Na
de crash van vorige keer leken mijn hersens
zeker een halve week op macaroni uit een snelkookpan; één grote brij.
Het
effect was, net als bij spierpijn, na twee dagen op zijn hevigst.
Toen
besloot de macaroni dat ie nu beslist overgaar was, er moest wat kookwater uit
de pan. Nadat ik eerst huilbuien kreeg op ongemakkelijke momenten – als je dat
overkomt in de supermarkt voor het groenteschap kom je best labiel over- werd ik
opstandig. Alles was té dichtbij gekomen, er was in mijn ziel geroerd, verdorie.
Dus zocht ik een manier om weer afstand te creëren. Tot mezelf in de eerste
plaats,maar de gemakkelijkste weg is natuurlijk langs anderen.
Kortom,
ik was niet bepaald een plezier voor mijn omgeving, ik zocht ruzie en wie het
wou kon het krijgen ook.
Gelukkig
is mijn omgeving wijs genoeg om daar niet op in te gaan, anders was ik in de
val van mijn eigen ego getrapt. Pijn is als je persoonlijke doos van Pandora:
je kunt het proberen te overschreeuwen,
maar eenmaal geopend is het overal. En vooral
geen ruzie mee zoeken, dat verlies je geheid. Nadat het me de laatste keer vol in het gezicht
sloeg, vond ik het ook welletjes. Een keer was genoeg.
Terugkomend op die
vorige keer:
Exit poging om een
raam te zoeken. Ik wou zo hard dat het er was dat ik niet zag dat het zinloos
is om dingen te zoeken die er niet zijn.
Volg de weg van de
logica: zoek een sleutel, dan kun je
deuren openen en sluiten als het jezelf uitkomt.
Zo.
Genoeg metaforen. Op naar het echte werk.
Helemaal
opgepompt voor nog een slooppartij kom ik er deze keer achter dat het niet
altijd een tranendal hoeft te zijn. Het kan ook ontspannen en balans is het
sleutelwoord.
Dat
komt jammer genoeg niet aanwaaien, het vereist oefening. Meer in mijn hoofd dan
met mijn spieren, aangezien ikweer tegen mijn instincten in moet gaan: bij
inspanning niet adem inhouden maar juist uitademen. Enjoy the moment. Op een
spanningspiek even vasthouden terwijl je lol probeert te hebben en blaast.
Hoe
oefen je dat?

(Records uit dataset):
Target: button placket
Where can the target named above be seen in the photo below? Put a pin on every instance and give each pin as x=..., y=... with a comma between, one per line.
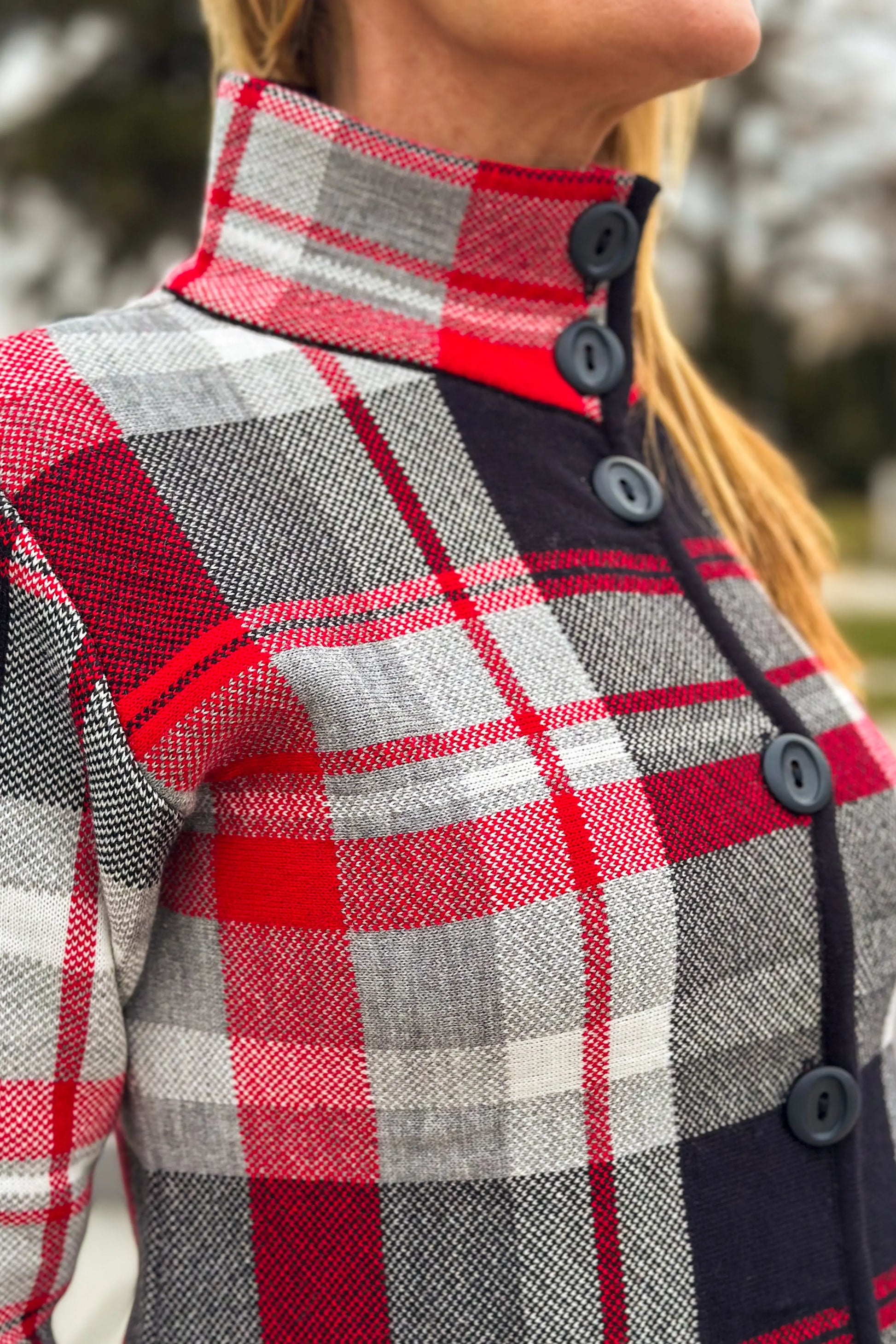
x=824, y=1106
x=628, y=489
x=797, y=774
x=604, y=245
---
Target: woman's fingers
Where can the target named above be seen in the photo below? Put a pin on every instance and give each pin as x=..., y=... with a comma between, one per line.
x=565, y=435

(Op te lossen):
A) Druk uit het stuk over pijn en balans hierboven alles af vanaf "Terugkomend op die" tot en met "het jezelf uitkomt.".
B) Beantwoord aan de hand van het stuk over pijn en balans hierboven deze vragen:
(i) Na hoeveel dagen was het effect op zijn hevigst?
(ii) Waarmee wordt pijn vergeleken?
(iii) Welk woord wordt het sleutelwoord genoemd?

(Antwoorden opdrachten):
A)
Terugkomend op die
vorige keer:
Exit poging om een
raam te zoeken. Ik wou zo hard dat het er was dat ik niet zag dat het zinloos
is om dingen te zoeken die er niet zijn.
Volg de weg van de
logica: zoek een sleutel, dan kun je
deuren openen en sluiten als het jezelf uitkomt.

B)
(i) Na twee dagen.
(ii) Met je persoonlijke doos van Pandora.
(iii) Balans.